- Selected excerpt -
┄┄┄┄┄┄
Linux noob hurdles

Nothing, empty response. Yeah, it works well on Windows I use it every day with my keyboard. I didn’t want to swap hardware also because HP has been sneaky and blocks the system from booting if detects a different wifi/bluetooth card. Thanks a lot for all the help, I really really appreciated it!

One last idea sparked in my teensy lightbulb: check if there’s any hp drivers messing with you

lsmod | grep hp

Lemme know if it prints out anything like hp_wmi or the like

hp_wmi                 16384  0
sparse_keymap          16384  1 hp_wmi
hp_accel               28672  0
lis3lv02d              20480  1 hp_accel
wmi                    24576  3 hp_wmi,wmi_bmof,mxm_wmi
hp_wireless            16384  0

This is what it says. Can’t see anything referring to the bluetooth.

No but since bt & wifi is on the same card, blacklisting the hp_wmi driver might just do the trick if we’re lucky, and you should be able to load the rtbth module.
The wmi module iirc reads the state of the nic & decides if you can activate the switch for both wifi & bt, so if your bt would be hardware blocked or the like then that could’ve been the issue this whole time.
┄┄┄┄┄┄
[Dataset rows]
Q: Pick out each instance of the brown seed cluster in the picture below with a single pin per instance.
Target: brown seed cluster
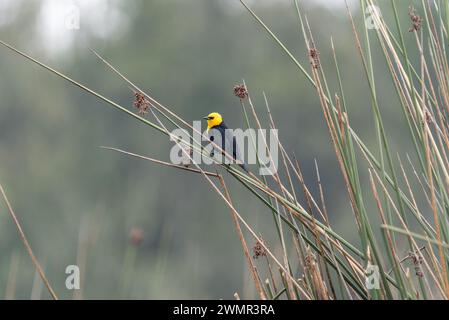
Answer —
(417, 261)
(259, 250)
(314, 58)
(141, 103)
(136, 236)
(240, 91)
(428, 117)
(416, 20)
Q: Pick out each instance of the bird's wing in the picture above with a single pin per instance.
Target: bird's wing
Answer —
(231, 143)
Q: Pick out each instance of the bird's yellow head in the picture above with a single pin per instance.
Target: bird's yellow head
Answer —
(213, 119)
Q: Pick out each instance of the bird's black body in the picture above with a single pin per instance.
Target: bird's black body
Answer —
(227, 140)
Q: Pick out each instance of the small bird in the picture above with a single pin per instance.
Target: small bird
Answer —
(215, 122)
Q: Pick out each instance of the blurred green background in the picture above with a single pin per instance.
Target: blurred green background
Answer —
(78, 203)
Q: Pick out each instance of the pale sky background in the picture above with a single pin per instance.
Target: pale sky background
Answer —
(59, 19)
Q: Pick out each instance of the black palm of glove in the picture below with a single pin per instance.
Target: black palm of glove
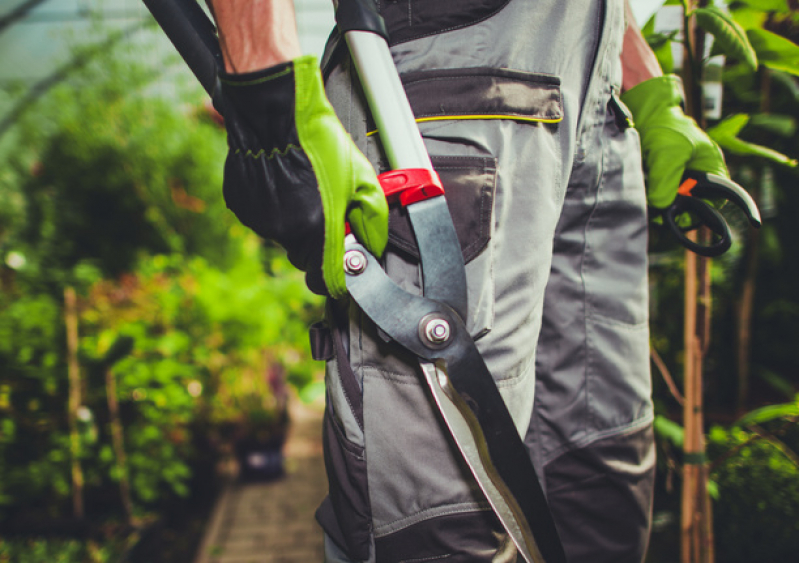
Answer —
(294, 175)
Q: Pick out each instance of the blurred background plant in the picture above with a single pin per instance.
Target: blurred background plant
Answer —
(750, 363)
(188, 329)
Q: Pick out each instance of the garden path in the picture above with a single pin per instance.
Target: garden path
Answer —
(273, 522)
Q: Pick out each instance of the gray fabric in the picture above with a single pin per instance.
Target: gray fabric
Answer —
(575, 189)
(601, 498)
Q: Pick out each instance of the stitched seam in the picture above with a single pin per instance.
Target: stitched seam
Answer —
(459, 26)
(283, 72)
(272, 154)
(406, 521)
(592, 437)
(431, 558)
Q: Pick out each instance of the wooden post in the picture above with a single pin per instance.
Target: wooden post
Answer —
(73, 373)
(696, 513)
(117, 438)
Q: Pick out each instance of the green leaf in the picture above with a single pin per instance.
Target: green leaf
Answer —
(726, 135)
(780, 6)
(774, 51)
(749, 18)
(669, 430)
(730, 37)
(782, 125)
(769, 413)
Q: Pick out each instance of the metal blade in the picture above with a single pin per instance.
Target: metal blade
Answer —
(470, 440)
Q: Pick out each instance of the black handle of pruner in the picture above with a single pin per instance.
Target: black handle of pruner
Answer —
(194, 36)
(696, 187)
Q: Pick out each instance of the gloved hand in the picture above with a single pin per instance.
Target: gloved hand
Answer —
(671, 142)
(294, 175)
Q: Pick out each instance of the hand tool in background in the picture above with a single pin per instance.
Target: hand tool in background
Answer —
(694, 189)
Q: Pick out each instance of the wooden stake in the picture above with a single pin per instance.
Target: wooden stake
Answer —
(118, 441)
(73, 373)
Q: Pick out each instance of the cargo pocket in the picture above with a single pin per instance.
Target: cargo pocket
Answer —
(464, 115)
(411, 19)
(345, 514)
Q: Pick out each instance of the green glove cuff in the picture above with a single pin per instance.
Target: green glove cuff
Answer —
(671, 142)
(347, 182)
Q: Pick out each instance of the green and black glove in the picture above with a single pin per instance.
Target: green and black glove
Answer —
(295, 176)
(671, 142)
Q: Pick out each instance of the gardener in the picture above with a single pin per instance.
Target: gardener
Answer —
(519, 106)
┄┄┄┄┄┄
- Job 1 -
In the Linux troubleshooting thread, why did the poster not want to swap hardware?
- Job 2 -
Give a two-sentence summary of the Linux troubleshooting thread.

- Task solution 1 -
HP blocks the system from booting if it detects a different wifi/bluetooth card.

- Task solution 2 -
The poster, who uses the setup daily on Windows with a keyboard, avoids swapping hardware because HP blocks booting when it detects a different wifi/bluetooth card, and running "lsmod | grep hp" shows several HP modules, including hp_wmi. Since Bluetooth and wifi share one card, the reply suggests blacklisting hp_wmi so the rtbth module can load, noting that the wmi module decides whether both can be switched on and a hardware block could have been the issue all along.